▶ _EXERCISE BRIEF_:
Your job is to restate each entry word for word.

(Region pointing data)
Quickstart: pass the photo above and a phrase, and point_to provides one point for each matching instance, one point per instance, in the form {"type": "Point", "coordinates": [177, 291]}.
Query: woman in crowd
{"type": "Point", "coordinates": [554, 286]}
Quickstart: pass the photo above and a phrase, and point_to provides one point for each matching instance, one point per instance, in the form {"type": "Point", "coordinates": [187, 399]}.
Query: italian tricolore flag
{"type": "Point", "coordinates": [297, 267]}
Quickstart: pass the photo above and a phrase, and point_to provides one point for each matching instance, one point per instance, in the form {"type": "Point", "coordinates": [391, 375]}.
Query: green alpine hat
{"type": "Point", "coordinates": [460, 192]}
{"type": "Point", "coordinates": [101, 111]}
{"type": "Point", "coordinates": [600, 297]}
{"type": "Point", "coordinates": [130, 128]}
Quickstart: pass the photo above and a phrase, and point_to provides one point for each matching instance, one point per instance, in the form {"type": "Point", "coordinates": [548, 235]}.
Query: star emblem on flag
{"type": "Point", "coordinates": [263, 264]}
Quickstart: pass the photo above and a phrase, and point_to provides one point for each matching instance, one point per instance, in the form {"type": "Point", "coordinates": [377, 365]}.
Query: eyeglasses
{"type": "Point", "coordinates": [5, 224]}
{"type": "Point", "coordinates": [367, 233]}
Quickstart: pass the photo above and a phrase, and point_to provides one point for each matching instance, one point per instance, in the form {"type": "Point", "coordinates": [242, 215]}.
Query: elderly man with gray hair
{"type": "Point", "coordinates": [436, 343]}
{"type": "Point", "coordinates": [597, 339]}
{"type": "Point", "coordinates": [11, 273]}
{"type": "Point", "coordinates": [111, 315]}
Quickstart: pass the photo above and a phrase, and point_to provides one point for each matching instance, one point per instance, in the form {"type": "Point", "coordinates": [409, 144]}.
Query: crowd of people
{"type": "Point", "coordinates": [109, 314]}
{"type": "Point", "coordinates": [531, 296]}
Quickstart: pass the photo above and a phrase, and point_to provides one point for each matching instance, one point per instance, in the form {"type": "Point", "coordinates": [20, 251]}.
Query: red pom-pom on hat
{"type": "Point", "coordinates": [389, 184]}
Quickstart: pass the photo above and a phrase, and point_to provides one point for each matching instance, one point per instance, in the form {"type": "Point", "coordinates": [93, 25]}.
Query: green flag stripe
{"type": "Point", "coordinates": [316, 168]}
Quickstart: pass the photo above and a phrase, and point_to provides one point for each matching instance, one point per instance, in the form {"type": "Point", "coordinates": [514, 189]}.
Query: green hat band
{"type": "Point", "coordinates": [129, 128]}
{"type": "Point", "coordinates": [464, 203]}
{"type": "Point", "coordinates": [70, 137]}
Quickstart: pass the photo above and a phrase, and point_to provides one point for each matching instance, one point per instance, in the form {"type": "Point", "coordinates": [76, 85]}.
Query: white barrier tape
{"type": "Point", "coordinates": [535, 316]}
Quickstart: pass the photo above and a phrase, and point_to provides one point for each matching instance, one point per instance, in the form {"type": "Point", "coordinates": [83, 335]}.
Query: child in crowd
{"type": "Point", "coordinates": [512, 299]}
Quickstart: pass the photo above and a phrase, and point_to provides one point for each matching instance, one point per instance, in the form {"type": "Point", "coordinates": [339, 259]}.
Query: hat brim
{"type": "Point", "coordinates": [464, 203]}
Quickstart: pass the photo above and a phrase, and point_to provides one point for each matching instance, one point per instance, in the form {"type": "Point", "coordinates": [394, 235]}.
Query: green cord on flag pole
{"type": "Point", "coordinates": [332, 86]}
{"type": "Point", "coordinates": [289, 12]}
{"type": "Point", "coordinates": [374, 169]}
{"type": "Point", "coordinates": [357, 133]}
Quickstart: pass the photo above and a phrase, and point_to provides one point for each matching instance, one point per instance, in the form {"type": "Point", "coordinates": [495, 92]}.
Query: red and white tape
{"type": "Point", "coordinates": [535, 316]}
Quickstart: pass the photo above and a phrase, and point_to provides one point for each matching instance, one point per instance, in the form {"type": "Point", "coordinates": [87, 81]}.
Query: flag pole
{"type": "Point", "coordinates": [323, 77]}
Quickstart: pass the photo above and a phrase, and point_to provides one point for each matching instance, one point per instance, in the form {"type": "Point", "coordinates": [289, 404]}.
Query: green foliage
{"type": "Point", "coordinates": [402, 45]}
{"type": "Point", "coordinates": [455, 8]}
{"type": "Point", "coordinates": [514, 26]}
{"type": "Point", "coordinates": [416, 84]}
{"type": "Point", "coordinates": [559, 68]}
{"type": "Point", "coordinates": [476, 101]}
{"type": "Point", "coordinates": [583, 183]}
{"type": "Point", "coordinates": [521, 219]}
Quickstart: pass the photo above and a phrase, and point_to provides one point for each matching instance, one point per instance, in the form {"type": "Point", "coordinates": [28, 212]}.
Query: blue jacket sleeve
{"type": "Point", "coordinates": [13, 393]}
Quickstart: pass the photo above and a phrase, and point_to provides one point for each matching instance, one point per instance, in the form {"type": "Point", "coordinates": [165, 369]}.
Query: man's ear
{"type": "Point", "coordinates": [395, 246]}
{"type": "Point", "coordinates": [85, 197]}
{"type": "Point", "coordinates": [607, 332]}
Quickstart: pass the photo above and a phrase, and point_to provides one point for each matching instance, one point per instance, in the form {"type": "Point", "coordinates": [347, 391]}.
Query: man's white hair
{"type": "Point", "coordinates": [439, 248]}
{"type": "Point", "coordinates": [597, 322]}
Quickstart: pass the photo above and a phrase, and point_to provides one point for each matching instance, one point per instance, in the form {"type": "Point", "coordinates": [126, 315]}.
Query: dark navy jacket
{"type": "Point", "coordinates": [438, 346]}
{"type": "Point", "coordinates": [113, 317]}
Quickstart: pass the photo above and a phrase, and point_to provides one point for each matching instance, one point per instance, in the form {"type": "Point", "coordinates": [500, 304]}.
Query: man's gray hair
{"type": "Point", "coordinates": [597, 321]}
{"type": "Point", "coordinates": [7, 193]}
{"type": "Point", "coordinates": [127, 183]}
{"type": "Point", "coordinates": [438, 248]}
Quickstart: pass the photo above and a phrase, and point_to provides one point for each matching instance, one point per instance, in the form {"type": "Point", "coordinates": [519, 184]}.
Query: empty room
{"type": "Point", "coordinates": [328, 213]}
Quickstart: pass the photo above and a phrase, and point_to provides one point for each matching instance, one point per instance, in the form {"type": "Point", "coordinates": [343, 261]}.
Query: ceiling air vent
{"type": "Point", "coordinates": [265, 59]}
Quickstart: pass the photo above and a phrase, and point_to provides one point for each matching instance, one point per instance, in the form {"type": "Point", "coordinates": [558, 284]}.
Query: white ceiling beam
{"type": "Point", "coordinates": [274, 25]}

▶ _ANSWER BOX_:
Quickstart: pass the photo above and a phrase, and point_to provides one point for each matching instance, one point per instance, in the form {"type": "Point", "coordinates": [177, 291]}.
Query: woman in crowd
{"type": "Point", "coordinates": [554, 286]}
Quickstart: pass the photo above and a phrase, and point_to provides one point for each matching instance, one point per instance, in the form {"type": "Point", "coordinates": [187, 399]}.
Query: italian tricolore flag
{"type": "Point", "coordinates": [297, 267]}
Quickstart: pass the photo above and a phrase, and point_to provides one point for each matching instance, one point per instance, in the form {"type": "Point", "coordinates": [391, 375]}.
Query: green alpine hat
{"type": "Point", "coordinates": [460, 192]}
{"type": "Point", "coordinates": [101, 111]}
{"type": "Point", "coordinates": [600, 297]}
{"type": "Point", "coordinates": [130, 128]}
Quickstart: pass the photo above and a phrase, and point_to provides one point for each matching instance, one point per instance, in the form {"type": "Point", "coordinates": [548, 235]}.
Query: star emblem on flag
{"type": "Point", "coordinates": [263, 264]}
Quickstart: pass the photo above and a phrase, and point_to provides one point for each matching instance, one point per instance, in the form {"type": "Point", "coordinates": [377, 365]}.
Query: eyeglasses
{"type": "Point", "coordinates": [5, 224]}
{"type": "Point", "coordinates": [367, 233]}
Quickstart: pass the photo above and a phrase, and point_to provides one point for each matching instance, one point per instance, in the form {"type": "Point", "coordinates": [242, 215]}.
Query: elderly man with gray hair
{"type": "Point", "coordinates": [436, 343]}
{"type": "Point", "coordinates": [597, 339]}
{"type": "Point", "coordinates": [11, 273]}
{"type": "Point", "coordinates": [111, 315]}
Quickstart: pass the photo above and a phrase, and point_to provides one point for each matching instance, one point per instance, in the form {"type": "Point", "coordinates": [409, 144]}.
Query: crowd of people
{"type": "Point", "coordinates": [109, 314]}
{"type": "Point", "coordinates": [531, 296]}
Quickstart: pass the photo above and a phrase, and point_to provides one point for each matching instance, one point per instance, in the form {"type": "Point", "coordinates": [20, 251]}.
Query: red pom-pom on hat
{"type": "Point", "coordinates": [389, 184]}
Quickstart: pass the photo above and a phrase, and point_to provides one point for each matching instance, one point per instance, in the form {"type": "Point", "coordinates": [93, 25]}.
Query: green flag stripe
{"type": "Point", "coordinates": [316, 168]}
Quickstart: pass the photo above and a phrase, and point_to provides one point for each matching instance, one point per instance, in the form {"type": "Point", "coordinates": [514, 189]}.
Query: green hat band
{"type": "Point", "coordinates": [129, 128]}
{"type": "Point", "coordinates": [464, 203]}
{"type": "Point", "coordinates": [70, 137]}
Quickstart: pass the photo above and a phrase, and point_to provides one point for each matching instance, one point per instance, in the form {"type": "Point", "coordinates": [76, 85]}.
Query: white barrier tape
{"type": "Point", "coordinates": [535, 316]}
Quickstart: pass the photo above and a phrase, and point_to provides one point for each matching instance, one point per instance, in the form {"type": "Point", "coordinates": [83, 335]}.
Query: child in crowd
{"type": "Point", "coordinates": [512, 299]}
Quickstart: pass the photo above and a phrase, and point_to provides one point for each matching instance, one point per instance, in the form {"type": "Point", "coordinates": [339, 259]}.
Query: hat brim
{"type": "Point", "coordinates": [464, 203]}
Quickstart: pass the photo above and a phrase, and point_to provides one point for each matching instance, one point per instance, in the form {"type": "Point", "coordinates": [394, 235]}.
Query: green cord on flag pole
{"type": "Point", "coordinates": [332, 86]}
{"type": "Point", "coordinates": [289, 12]}
{"type": "Point", "coordinates": [374, 169]}
{"type": "Point", "coordinates": [357, 133]}
Quickstart: pass the photo above and a phrase, and point_to provides one point for each matching instance, one point per instance, in the form {"type": "Point", "coordinates": [495, 92]}.
Query: red and white tape
{"type": "Point", "coordinates": [535, 316]}
Quickstart: pass the photo above and a phrase, and point_to provides one point for each matching instance, one point per instance, in the form {"type": "Point", "coordinates": [87, 81]}.
Query: flag pole
{"type": "Point", "coordinates": [323, 77]}
Quickstart: pass the photo above and a phrase, and point_to provides one point for each matching instance, one point per instance, in the form {"type": "Point", "coordinates": [289, 404]}.
Query: green foliage
{"type": "Point", "coordinates": [402, 45]}
{"type": "Point", "coordinates": [455, 8]}
{"type": "Point", "coordinates": [514, 26]}
{"type": "Point", "coordinates": [416, 84]}
{"type": "Point", "coordinates": [559, 68]}
{"type": "Point", "coordinates": [476, 101]}
{"type": "Point", "coordinates": [583, 183]}
{"type": "Point", "coordinates": [521, 219]}
Quickstart: pass the photo above and a phrase, and point_to provides one point for each matching instance, one point per instance, in the form {"type": "Point", "coordinates": [28, 212]}.
Query: blue jacket sleeve
{"type": "Point", "coordinates": [13, 393]}
Quickstart: pass the photo above and a phrase, and point_to provides one point for each matching instance, one point per instance, in the form {"type": "Point", "coordinates": [165, 369]}.
Query: man's ear
{"type": "Point", "coordinates": [395, 246]}
{"type": "Point", "coordinates": [85, 197]}
{"type": "Point", "coordinates": [607, 332]}
Quickstart: pass the photo above and a phrase, and point_to provides one point for each matching instance, one point per instance, in the form {"type": "Point", "coordinates": [347, 391]}.
Query: man's white hair
{"type": "Point", "coordinates": [439, 248]}
{"type": "Point", "coordinates": [597, 322]}
Quickstart: pass the photo above and a phrase, and point_to provides one point for each matching instance, one point per instance, in the form {"type": "Point", "coordinates": [126, 315]}.
Query: dark navy jacket
{"type": "Point", "coordinates": [438, 346]}
{"type": "Point", "coordinates": [113, 317]}
Quickstart: pass the photo above and a phrase, and point_to provides one point for each matching instance, one point per instance, in the form {"type": "Point", "coordinates": [500, 304]}.
Query: man's gray hair
{"type": "Point", "coordinates": [597, 321]}
{"type": "Point", "coordinates": [7, 193]}
{"type": "Point", "coordinates": [127, 183]}
{"type": "Point", "coordinates": [438, 248]}
Quickstart: pass the photo above and a phrase, and point_to provides one point for each matching instance, one point per instance, in the form {"type": "Point", "coordinates": [519, 184]}.
Query: empty room
{"type": "Point", "coordinates": [328, 213]}
Quickstart: pass the photo above and a phrase, and point_to provides one point for each matching instance, one point per instance, in the form {"type": "Point", "coordinates": [343, 261]}.
Query: ceiling air vent
{"type": "Point", "coordinates": [265, 59]}
Quickstart: pass the photo above and a phrase, and point_to provides one point for each matching instance, one point per instance, in the form {"type": "Point", "coordinates": [558, 284]}.
Query: white ceiling beam
{"type": "Point", "coordinates": [274, 25]}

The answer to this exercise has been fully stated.